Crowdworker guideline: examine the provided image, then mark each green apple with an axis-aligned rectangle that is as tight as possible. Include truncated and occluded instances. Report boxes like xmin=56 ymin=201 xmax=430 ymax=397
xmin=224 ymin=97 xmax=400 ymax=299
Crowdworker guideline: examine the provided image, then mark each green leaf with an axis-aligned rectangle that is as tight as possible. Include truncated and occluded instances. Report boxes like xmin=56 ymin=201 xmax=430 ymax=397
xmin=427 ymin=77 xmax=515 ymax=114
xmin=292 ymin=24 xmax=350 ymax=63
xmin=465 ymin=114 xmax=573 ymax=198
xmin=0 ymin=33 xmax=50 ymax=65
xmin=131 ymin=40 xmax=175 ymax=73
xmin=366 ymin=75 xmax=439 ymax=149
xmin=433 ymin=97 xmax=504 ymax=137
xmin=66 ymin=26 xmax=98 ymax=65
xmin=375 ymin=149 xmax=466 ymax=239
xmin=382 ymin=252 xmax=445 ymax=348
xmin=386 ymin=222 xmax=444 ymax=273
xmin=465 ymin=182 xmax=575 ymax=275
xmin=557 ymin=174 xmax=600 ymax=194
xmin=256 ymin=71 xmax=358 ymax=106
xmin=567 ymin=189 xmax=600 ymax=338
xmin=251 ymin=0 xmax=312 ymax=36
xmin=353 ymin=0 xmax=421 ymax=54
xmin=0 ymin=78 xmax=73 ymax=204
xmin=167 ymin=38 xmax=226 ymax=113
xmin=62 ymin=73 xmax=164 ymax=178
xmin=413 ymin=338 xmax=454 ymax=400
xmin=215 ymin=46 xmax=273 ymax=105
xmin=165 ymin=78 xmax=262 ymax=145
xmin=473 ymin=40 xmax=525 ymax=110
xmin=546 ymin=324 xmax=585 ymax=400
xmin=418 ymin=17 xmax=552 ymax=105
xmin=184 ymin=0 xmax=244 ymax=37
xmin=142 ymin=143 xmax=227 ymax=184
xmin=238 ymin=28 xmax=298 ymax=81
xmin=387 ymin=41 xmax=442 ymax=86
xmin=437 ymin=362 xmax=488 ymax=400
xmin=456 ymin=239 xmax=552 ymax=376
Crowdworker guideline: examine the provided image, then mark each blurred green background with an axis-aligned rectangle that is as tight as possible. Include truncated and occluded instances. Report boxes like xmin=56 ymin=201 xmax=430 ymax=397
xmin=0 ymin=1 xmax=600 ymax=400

------------------------------------

• [Aufgabenstellung]: Ändere im Abschnitt vom Anfang der Datensätze bis einschließlich der Zeile mit „xmin=224 ymin=97 xmax=400 ymax=299“ den Ausdruck „green apple“ in „red apple“ und gib nur diesen Abschnitt wieder. Alles andere bleibt unverändert.

• [Lösung]:
Crowdworker guideline: examine the provided image, then mark each red apple with an axis-aligned rectangle that is as tight as possible. Include truncated and occluded instances. Report boxes like xmin=56 ymin=201 xmax=430 ymax=397
xmin=224 ymin=97 xmax=400 ymax=299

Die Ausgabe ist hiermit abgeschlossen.